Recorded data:
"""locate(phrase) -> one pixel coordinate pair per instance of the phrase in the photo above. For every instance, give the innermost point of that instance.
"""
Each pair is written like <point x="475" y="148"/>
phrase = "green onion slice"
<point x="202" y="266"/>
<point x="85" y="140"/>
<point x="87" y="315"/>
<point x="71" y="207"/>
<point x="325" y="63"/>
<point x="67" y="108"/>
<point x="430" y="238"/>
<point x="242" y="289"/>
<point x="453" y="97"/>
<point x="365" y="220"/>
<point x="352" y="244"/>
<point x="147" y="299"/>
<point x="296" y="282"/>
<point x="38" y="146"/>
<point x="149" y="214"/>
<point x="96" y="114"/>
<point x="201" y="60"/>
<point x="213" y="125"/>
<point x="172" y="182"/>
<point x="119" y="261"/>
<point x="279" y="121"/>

# [TASK GOAL]
Your job is to restate all of the data word for word.

# [RESULT]
"""locate(phrase) -> one pixel coordinate pair per instance of the phrase in the photo above. For every instance, give the innermost point of that instance.
"""
Each pair is written like <point x="475" y="148"/>
phrase = "green onion slice"
<point x="202" y="266"/>
<point x="85" y="140"/>
<point x="87" y="315"/>
<point x="71" y="207"/>
<point x="325" y="63"/>
<point x="67" y="108"/>
<point x="430" y="238"/>
<point x="242" y="289"/>
<point x="453" y="97"/>
<point x="365" y="220"/>
<point x="352" y="244"/>
<point x="147" y="299"/>
<point x="296" y="282"/>
<point x="38" y="146"/>
<point x="149" y="214"/>
<point x="96" y="114"/>
<point x="201" y="60"/>
<point x="213" y="125"/>
<point x="172" y="182"/>
<point x="119" y="261"/>
<point x="279" y="121"/>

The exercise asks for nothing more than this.